*DOCUMENT TEXT*.
---

For enzyme-controlled reactions this is usually taken as 2: the rate of reaction doubles with a 10 degrees C increase in temp
At higher temperatures, the bonds holding the protein (enzyme) together vibrate more. As temperature increases, vibrations increase causing the bonds to strain and eventually break.
The breaking of these bonds changes the precise tertiary structure of the protein. This means the enzyme changes shape causing it become denatured because the active site shape changes so it is no longer complementary to its substrate.
The substrate no longer fits in the active site so the enzyme will no longer function as a catalyst
The optimum temperature is the temperature at which the enzyme has the highest rate of activity
Once enzymes have denatured above optimum temp, the decrease in the rate of reaction is rapid as it happens to all of the enzymes ate the same temp so the loss of activity is relatively abrupt
The temperature coefficient, Q10, doesn't apply once enzymes have denatured
The decrease in rate of reaction below optimum temp is less rapid because the enzymes don't denature they are just less active
Enzymes that are adapted to the cold tend to have more flexible structures, particularly at the active site, making them less stable than enzymes that work at higher temps. This means that smaller temp changes will denature them
Thermophiles are organisms that are adapted to living in very hot environments (e.g. hot springs, deep sea hydrothermal vents). Their enzymes are more stable than others because of an increased number of bonds, particularly hydrogen bonds and sulfur bridges, in their tertiary structures. The shapes of these enzymes are more resistant to change as temp rises
Hydrogen bonds and ionic bonds between polar and charged amino acid R-groups are what hold proteins in their precise 3D shape
A change in pH is a change in hydrogen ion concentration:
there are more H+ ions in a low pH environment
there are fewer H+ ions in a high pH environment
The active site will only be the right shape at a certain hydrogen ion concentration. This is the optimum pH.

---

*EXERCISE DATA*.
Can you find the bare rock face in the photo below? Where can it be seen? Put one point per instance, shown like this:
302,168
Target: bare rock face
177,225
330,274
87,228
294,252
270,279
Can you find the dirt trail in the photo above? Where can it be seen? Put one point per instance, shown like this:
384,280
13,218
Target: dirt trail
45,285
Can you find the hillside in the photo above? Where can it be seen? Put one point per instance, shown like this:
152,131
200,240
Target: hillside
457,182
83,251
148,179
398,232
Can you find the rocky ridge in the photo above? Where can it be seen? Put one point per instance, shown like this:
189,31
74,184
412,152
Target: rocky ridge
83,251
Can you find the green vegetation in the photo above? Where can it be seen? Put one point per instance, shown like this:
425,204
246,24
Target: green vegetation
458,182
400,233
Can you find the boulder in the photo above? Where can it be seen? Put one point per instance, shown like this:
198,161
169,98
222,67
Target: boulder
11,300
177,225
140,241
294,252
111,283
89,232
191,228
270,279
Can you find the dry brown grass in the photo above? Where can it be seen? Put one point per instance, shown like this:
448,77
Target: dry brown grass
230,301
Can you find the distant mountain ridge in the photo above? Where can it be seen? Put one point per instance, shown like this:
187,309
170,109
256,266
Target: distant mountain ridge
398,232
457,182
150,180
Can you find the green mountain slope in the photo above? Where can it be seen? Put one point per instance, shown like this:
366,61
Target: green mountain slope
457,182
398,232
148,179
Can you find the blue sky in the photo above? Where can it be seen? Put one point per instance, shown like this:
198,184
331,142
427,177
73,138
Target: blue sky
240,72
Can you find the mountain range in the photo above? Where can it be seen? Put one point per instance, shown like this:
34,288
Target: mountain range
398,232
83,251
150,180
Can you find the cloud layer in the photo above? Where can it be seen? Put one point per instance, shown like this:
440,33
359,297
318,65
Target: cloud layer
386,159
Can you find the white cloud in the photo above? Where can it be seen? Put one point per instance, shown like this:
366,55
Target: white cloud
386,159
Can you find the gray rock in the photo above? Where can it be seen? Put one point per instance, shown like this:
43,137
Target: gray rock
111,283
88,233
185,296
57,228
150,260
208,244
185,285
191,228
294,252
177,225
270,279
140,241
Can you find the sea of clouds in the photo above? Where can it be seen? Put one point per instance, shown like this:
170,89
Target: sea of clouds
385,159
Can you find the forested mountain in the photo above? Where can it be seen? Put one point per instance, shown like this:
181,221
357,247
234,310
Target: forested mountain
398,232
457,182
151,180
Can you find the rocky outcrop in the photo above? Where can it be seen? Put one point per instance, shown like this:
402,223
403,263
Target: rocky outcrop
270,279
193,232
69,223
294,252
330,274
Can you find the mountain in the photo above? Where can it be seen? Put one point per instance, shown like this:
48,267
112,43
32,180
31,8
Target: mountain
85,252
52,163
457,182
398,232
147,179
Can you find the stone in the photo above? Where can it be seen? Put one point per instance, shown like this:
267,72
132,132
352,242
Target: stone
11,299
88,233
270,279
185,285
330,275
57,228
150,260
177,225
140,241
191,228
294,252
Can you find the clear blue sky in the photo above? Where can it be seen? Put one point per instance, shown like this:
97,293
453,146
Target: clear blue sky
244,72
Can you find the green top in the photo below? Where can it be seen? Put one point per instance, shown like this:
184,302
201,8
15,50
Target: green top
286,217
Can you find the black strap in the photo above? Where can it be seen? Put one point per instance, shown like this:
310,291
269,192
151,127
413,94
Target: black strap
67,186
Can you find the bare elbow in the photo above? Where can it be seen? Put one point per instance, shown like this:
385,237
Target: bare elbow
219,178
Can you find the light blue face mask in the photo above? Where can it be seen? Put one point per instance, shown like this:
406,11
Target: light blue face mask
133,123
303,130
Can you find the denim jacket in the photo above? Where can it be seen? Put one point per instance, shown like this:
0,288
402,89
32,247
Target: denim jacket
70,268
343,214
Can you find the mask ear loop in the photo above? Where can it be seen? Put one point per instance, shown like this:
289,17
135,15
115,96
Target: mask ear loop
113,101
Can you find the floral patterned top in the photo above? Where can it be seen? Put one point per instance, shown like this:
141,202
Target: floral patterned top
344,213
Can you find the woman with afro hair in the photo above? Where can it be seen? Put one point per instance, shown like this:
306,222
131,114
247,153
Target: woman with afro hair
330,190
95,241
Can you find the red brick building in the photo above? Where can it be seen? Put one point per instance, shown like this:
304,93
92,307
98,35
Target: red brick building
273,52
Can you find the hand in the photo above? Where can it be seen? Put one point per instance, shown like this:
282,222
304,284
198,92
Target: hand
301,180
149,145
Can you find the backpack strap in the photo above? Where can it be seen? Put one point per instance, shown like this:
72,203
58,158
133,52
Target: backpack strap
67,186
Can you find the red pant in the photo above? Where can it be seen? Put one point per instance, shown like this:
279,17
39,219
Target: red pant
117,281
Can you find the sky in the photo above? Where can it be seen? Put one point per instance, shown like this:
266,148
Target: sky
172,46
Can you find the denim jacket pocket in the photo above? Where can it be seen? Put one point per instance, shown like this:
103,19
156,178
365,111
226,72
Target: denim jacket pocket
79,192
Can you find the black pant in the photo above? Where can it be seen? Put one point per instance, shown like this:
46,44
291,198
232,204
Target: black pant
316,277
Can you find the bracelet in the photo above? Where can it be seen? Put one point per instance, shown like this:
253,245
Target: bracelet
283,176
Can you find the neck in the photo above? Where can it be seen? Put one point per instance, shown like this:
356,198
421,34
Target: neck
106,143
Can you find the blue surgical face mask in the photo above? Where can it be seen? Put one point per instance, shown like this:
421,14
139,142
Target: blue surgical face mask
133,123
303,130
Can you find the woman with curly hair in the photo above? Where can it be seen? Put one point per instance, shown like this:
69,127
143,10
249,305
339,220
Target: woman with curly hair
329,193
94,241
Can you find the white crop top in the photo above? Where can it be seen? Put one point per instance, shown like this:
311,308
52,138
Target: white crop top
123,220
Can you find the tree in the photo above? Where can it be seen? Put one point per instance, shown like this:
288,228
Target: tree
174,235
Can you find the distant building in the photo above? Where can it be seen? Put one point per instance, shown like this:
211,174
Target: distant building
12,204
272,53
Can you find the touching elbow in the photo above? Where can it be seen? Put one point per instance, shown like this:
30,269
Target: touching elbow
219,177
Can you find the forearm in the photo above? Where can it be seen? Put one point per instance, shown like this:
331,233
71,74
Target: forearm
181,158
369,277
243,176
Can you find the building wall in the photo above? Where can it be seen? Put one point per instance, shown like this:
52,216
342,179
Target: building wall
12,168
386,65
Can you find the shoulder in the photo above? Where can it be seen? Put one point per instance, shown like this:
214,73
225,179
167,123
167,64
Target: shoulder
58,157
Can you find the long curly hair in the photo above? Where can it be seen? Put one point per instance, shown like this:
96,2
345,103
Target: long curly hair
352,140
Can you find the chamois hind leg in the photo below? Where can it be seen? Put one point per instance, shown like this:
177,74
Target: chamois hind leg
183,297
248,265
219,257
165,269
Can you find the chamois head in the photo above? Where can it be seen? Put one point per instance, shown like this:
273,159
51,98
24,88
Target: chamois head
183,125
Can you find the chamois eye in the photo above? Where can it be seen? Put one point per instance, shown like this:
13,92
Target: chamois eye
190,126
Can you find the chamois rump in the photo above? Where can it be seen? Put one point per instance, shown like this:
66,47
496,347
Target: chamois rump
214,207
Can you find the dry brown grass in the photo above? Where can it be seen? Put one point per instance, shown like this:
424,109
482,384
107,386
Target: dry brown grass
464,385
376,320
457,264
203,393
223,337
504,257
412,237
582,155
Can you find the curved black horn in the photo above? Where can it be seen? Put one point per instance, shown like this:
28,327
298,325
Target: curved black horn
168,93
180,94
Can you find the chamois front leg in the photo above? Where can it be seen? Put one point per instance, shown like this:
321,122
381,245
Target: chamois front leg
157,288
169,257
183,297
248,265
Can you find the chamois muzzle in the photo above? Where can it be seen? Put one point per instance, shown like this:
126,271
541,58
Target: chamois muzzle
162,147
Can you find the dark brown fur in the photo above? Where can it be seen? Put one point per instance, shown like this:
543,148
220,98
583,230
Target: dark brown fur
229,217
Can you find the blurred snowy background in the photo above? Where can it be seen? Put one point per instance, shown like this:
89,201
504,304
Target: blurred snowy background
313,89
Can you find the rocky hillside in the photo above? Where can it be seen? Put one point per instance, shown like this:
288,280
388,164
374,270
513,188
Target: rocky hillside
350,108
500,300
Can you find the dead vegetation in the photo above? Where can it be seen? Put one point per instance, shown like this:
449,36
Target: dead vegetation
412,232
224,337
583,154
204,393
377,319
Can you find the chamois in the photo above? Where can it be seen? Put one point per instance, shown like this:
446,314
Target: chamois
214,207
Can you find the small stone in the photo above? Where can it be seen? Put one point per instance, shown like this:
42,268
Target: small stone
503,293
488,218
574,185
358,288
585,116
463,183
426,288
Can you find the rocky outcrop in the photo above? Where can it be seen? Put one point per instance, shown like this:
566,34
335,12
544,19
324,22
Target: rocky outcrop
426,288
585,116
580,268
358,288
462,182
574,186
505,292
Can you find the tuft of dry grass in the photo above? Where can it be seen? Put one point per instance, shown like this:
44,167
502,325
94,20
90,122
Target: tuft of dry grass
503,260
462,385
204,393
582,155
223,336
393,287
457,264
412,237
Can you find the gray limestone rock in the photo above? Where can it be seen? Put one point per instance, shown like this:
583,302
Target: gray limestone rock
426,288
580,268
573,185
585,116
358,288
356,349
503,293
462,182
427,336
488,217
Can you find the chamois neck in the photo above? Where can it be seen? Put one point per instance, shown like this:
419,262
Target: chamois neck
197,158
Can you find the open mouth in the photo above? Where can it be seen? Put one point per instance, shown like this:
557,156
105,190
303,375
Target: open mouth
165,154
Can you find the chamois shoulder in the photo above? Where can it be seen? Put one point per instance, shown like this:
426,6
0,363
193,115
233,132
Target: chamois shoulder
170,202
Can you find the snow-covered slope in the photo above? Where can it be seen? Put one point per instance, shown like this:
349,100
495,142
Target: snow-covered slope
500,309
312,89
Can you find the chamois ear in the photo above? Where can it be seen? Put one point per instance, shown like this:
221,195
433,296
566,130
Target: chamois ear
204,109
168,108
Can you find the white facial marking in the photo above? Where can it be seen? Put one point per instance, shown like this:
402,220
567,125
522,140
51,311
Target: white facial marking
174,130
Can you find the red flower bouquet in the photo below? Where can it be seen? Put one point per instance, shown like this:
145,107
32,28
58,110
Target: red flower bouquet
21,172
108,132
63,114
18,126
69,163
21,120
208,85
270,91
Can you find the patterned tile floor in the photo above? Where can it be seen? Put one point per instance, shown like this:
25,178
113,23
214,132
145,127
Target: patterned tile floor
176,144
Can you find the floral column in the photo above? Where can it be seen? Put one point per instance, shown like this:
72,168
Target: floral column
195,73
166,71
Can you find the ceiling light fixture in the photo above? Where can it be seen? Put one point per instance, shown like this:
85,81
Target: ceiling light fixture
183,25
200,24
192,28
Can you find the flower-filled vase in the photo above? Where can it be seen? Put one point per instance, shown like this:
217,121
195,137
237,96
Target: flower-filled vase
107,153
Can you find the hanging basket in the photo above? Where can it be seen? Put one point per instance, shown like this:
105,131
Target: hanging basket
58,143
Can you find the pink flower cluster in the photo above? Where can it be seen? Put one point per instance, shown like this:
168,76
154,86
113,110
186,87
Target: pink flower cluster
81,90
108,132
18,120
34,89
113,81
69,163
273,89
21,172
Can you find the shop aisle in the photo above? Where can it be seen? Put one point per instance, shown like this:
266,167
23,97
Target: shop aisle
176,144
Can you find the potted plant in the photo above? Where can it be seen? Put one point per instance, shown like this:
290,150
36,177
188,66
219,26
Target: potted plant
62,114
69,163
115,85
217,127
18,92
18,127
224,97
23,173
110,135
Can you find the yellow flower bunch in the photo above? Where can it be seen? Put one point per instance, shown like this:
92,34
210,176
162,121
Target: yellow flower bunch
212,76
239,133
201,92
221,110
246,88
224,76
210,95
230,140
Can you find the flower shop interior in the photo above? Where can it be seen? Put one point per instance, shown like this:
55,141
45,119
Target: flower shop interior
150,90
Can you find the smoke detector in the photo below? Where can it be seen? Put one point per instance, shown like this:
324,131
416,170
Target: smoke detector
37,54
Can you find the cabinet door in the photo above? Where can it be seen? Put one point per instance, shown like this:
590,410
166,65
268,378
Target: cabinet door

---

*EXERCISES*.
- a) Using the text on enzymes above the lines, list every specific type of chemical bond it names.
- b) Copy the text on enzymes word for word, everything from "For enzyme-controlled reactions" down to "and eventually break.".

*RESULTS FOR THE EXERCISE*.
- a)
- Hydrogen bonds
- Sulfur bridges
- Ionic bonds

- b)
For enzyme-controlled reactions this is usually taken as 2: the rate of reaction doubles with a 10 degrees C increase in temp
At higher temperatures, the bonds holding the protein (enzyme) together vibrate more. As temperature increases, vibrations increase causing the bonds to strain and eventually break.